[Stored data entries]
━━━
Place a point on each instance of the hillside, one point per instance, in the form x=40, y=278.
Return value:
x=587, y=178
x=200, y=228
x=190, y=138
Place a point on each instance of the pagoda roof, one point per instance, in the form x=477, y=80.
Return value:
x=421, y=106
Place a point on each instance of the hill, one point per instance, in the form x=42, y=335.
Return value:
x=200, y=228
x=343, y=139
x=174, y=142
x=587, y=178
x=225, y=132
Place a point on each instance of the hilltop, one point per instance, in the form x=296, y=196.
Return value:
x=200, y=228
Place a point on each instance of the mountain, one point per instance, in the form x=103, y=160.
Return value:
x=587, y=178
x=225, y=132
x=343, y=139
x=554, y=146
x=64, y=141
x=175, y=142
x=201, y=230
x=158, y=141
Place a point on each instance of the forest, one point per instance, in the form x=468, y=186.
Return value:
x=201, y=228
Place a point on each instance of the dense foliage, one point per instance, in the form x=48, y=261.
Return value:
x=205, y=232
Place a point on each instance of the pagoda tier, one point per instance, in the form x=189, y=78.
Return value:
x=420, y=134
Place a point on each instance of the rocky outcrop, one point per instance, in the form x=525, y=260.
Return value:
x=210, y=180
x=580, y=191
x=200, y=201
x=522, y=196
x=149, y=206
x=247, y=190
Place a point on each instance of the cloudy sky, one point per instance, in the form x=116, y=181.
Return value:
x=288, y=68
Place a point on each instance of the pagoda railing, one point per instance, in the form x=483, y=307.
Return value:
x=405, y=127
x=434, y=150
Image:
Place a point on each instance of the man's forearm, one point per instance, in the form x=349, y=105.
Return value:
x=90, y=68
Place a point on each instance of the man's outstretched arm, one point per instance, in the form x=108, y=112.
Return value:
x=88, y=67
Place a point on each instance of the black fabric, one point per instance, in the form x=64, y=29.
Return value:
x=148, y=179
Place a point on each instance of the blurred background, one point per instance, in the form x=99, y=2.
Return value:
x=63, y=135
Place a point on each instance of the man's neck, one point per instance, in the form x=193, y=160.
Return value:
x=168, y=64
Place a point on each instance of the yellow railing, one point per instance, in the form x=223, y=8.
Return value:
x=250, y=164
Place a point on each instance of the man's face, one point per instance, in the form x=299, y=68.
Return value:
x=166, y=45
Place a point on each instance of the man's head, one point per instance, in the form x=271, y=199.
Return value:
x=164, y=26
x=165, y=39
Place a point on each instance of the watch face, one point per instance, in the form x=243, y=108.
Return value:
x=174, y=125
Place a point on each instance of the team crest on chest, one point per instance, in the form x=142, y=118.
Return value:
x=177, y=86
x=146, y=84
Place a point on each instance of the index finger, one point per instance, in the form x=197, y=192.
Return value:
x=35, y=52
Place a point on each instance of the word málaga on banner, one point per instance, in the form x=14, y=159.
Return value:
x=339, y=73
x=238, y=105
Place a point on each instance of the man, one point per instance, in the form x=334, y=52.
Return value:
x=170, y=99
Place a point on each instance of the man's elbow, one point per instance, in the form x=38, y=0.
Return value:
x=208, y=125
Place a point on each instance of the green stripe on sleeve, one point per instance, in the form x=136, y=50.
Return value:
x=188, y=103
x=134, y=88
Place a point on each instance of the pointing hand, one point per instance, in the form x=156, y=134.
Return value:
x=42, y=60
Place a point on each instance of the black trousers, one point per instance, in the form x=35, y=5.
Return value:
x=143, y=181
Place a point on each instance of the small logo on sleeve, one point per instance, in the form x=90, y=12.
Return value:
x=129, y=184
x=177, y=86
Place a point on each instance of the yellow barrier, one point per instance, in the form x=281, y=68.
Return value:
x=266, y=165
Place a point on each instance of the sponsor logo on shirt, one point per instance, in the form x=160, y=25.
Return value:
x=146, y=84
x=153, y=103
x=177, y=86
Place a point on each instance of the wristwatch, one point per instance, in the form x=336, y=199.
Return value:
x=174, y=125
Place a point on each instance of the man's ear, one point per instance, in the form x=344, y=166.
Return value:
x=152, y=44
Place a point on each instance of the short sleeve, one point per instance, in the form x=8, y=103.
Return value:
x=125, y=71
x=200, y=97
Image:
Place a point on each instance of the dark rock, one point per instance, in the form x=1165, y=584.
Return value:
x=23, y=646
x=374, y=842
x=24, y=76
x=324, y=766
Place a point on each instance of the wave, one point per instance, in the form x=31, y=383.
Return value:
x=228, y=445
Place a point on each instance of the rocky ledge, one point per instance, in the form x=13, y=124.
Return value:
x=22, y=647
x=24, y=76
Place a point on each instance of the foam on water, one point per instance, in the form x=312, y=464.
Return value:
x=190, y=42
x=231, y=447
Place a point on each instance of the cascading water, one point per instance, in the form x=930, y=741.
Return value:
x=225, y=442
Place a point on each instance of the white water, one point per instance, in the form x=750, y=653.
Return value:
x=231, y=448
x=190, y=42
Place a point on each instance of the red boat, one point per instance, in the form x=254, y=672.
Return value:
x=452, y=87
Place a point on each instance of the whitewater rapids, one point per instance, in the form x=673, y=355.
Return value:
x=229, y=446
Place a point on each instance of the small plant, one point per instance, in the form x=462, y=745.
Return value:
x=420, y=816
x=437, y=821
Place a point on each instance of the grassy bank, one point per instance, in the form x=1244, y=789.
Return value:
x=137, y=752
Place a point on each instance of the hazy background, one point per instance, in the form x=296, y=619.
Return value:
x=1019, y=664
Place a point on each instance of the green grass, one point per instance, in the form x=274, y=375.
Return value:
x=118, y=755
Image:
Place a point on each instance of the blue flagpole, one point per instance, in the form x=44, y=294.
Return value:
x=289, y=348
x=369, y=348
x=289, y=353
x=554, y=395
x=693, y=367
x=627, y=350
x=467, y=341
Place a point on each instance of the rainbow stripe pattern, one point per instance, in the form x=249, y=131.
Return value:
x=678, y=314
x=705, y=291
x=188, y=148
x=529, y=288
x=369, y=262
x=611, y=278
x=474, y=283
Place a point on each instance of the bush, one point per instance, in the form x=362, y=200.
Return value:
━━━
■ **ABOUT THIS EXERCISE**:
All the data needs repeating. Return it exactly.

■ **WRITTEN SOLUTION**:
Place a point on each instance of the hillside, one point per instance, in the form x=40, y=278.
Return value:
x=587, y=178
x=200, y=228
x=190, y=138
Place a point on each instance of the pagoda roof, one point per instance, in the form x=477, y=80.
Return value:
x=421, y=106
Place a point on each instance of the hill, one point per instance, in the form x=42, y=335.
Return value:
x=200, y=228
x=343, y=139
x=174, y=142
x=587, y=178
x=225, y=132
Place a point on each instance of the hilltop, one point per instance, in the form x=296, y=196.
Return value:
x=200, y=228
Place a point on each instance of the mountain, one point per instance, in the form x=103, y=160.
Return value:
x=587, y=178
x=225, y=132
x=343, y=139
x=554, y=146
x=64, y=141
x=175, y=142
x=201, y=230
x=158, y=141
Place a point on each instance of the forest, one point per instance, in the form x=468, y=186.
Return value:
x=201, y=228
Place a point on each instance of the dense foliage, one point per instance, in the form x=48, y=261.
Return value:
x=205, y=232
Place a point on each instance of the pagoda tier, one point per instance, in the form x=189, y=78.
Return value:
x=420, y=134
Place a point on each instance of the rocky outcrop, one point per instance, in the form x=525, y=260.
Return value:
x=210, y=180
x=580, y=191
x=200, y=201
x=522, y=196
x=149, y=206
x=247, y=190
Place a point on each instance of the cloudy sky, one point per instance, in the form x=116, y=181.
Return value:
x=288, y=68
Place a point on each instance of the pagoda railing, one point per instance, in the form x=483, y=307.
Return value:
x=405, y=127
x=434, y=150
Image:
Place a point on each instance of the man's forearm, one point per instance, in the form x=349, y=105.
Return value:
x=90, y=68
Place a point on each instance of the man's outstretched arm, one point per instance, in the form x=108, y=112.
Return value:
x=88, y=67
Place a point on each instance of the black fabric, one point per instance, in the form x=64, y=29.
Return value:
x=148, y=179
Place a point on each instance of the blurred background, one point per instance, in the form x=99, y=2.
Return value:
x=63, y=135
Place a point on each instance of the man's neck, one point per instance, in the form x=193, y=160.
Return value:
x=168, y=64
Place a point on each instance of the yellow railing, one point per instance, in the form x=223, y=8.
Return value:
x=250, y=164
Place a point on each instance of the man's face, one point per instance, in the form x=299, y=68.
Return value:
x=166, y=45
Place a point on each instance of the man's head, one point per instance, in the form x=271, y=199.
Return value:
x=164, y=26
x=165, y=39
Place a point on each instance of the watch face, one point per instance, in the form x=243, y=108.
Return value:
x=174, y=125
Place a point on each instance of the team crest on chest, one point per instance, in the form x=142, y=118.
Return value:
x=177, y=86
x=146, y=84
Place a point on each instance of the index finger, one point per instance, in the form x=197, y=192.
Return value:
x=35, y=52
Place a point on each instance of the word málaga on banner, one point per instance, in the form x=14, y=159.
Return value:
x=339, y=73
x=238, y=105
Place a point on each instance of the man, one point per instance, in the form x=334, y=52.
Return value:
x=170, y=99
Place a point on each instance of the man's elbow, one point per instance, in the form x=38, y=0.
Return value:
x=208, y=125
Place a point on each instance of the green stripe on sleeve, one point per instance, in the form x=136, y=50.
Return value:
x=188, y=103
x=134, y=88
Place a point on each instance of the pointing hand, one point per instance, in the form x=156, y=134.
Return value:
x=42, y=60
Place a point on each instance of the black trousers, one point per instance, in the form x=35, y=5.
Return value:
x=143, y=181
Place a point on each instance of the small logo on sleeve, one point per instance, in the form x=90, y=12.
Return value:
x=129, y=184
x=177, y=86
Place a point on each instance of the yellow barrier, one point per instance, in the form x=281, y=68.
Return value:
x=266, y=165
Place a point on each instance of the sponsor logo on shirt, one point per instance, in the form x=160, y=25.
Return value:
x=146, y=84
x=153, y=103
x=177, y=86
Place a point on each instance of the wristwatch, one point per instance, in the form x=336, y=199.
Return value:
x=174, y=125
Place a point on each instance of the man's ear, one point per instance, in the form x=344, y=166.
Return value:
x=152, y=44
Place a point on each instance of the short sleeve, one point per instance, in the form x=8, y=103.
Return value:
x=125, y=71
x=200, y=97
Image:
Place a point on each instance of the dark rock, one point per instance, in the form x=1165, y=584.
Return value:
x=23, y=646
x=374, y=842
x=24, y=76
x=324, y=766
Place a point on each instance of the wave, one point per instance, in the form x=31, y=383.
Return value:
x=228, y=445
Place a point on each instance of the rocky ledge, one point per instance, in the form x=13, y=124.
Return value:
x=22, y=647
x=24, y=76
Place a point on each instance of the foam on water, one point per instance, in the form x=312, y=464.
Return value:
x=190, y=42
x=231, y=447
Place a point on each instance of the cascading water, one point per instance, in the form x=930, y=741.
Return value:
x=225, y=442
Place a point on each instance of the white water, one point per instance, in the form x=750, y=653.
Return value:
x=231, y=448
x=190, y=42
Place a point on each instance of the red boat, one point per instance, in the form x=254, y=672.
Return value:
x=452, y=87
Place a point on each instance of the whitewater rapids, one point per instance, in the form x=673, y=355.
Return value:
x=229, y=446
Place a point on each instance of the small plant, one point per instance, in the form x=462, y=745.
Return value:
x=420, y=816
x=437, y=821
Place a point on each instance of the grassy bank, one point per instance, in the form x=1244, y=789.
Return value:
x=137, y=752
Place a point on each instance of the hazy background, one point per instance, in the form x=296, y=619.
Return value:
x=1019, y=664
Place a point on each instance of the green grass, one point per instance, in the form x=274, y=375.
Return value:
x=118, y=755
Image:
Place a point on each instance of the blue flagpole, one point per instance, in the form x=44, y=294.
Return value:
x=289, y=348
x=369, y=348
x=289, y=353
x=554, y=395
x=693, y=367
x=627, y=350
x=467, y=341
Place a point on each instance of the rainbow stripe pattern, one point per instance, in the form x=249, y=131.
Return value:
x=678, y=314
x=705, y=291
x=188, y=148
x=529, y=288
x=369, y=262
x=611, y=278
x=474, y=283
Place a point on each instance of the bush, one point per instance, in the form x=362, y=200.
Return value:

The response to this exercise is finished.